■ **Given instruction**: Copy each line of the data below exactly, leaving out pictures.

** Start Record excerpts **

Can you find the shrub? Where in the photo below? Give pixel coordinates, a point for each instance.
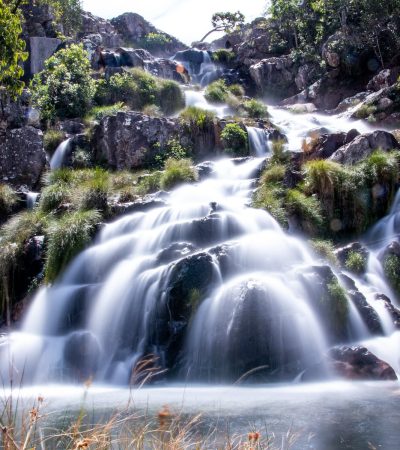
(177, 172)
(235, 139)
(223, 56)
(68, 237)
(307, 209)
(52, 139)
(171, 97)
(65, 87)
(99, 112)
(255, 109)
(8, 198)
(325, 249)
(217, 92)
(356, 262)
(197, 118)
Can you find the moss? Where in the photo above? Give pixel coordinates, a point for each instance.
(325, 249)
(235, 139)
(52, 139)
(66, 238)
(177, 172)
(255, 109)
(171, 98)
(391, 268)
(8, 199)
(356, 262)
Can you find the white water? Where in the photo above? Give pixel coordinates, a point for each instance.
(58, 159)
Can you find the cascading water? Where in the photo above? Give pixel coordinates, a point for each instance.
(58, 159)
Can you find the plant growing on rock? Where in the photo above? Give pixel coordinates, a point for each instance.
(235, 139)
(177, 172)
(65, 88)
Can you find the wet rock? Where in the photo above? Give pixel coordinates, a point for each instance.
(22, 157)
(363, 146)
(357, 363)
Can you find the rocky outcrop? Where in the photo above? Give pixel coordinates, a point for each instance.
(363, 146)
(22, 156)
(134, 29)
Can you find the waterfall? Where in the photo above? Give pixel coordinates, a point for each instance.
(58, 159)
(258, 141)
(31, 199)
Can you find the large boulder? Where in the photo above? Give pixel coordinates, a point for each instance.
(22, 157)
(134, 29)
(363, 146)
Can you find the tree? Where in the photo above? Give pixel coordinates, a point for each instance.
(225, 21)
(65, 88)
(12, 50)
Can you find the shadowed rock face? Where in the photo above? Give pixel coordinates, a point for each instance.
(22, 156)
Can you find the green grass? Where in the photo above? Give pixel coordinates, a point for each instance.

** End Record excerpts **

■ **Exercise solution**:
Can you find the shrub? Where in the photo below? Give pixel coordinates, a point for each instance.
(177, 172)
(235, 139)
(223, 56)
(68, 237)
(307, 209)
(52, 139)
(171, 97)
(65, 87)
(99, 112)
(255, 109)
(8, 198)
(325, 249)
(217, 92)
(356, 262)
(197, 118)
Can you find the moss? Where in the photo above? Give pixel coordinates, a point for each instance.
(325, 249)
(235, 139)
(52, 139)
(66, 238)
(177, 172)
(255, 109)
(171, 98)
(391, 268)
(8, 199)
(356, 262)
Can you find the white water? Where in the photo above? Give pixel coordinates, a point for each instance.
(58, 159)
Can you find the cascading water? Where in the photo above? Give pixel coordinates, a point for each instance.
(58, 159)
Can you find the plant growing on rock? Where in the photo above? Give pixel coordinates, a point for each instance.
(235, 139)
(177, 172)
(65, 88)
Can you find the wet rock? Where in the photo above? Give pixel coordinates, a point for each instance.
(22, 157)
(363, 146)
(357, 363)
Can you find the rocky outcrop? Where in the photo above? Give pixel coordinates, a point for each instance.
(363, 146)
(22, 156)
(134, 29)
Can you find the waterfall? Where in the photo above? Give pixel coordinates, a point for each instance.
(58, 159)
(258, 141)
(31, 199)
Can you find the large boulder? Where in the photo above? Give pixel coordinates, a point for each instance.
(22, 157)
(134, 29)
(363, 146)
Can you find the tree? Where in the photo above? Give pixel coordinates, a point for each instance.
(225, 21)
(65, 88)
(12, 50)
Can you find the shadowed rock face? Where in the photo above? Give pixel coordinates, a point for each instance.
(22, 156)
Can you find the green grass? Where in the photo above? Give pixel coordinates, a point for each instance.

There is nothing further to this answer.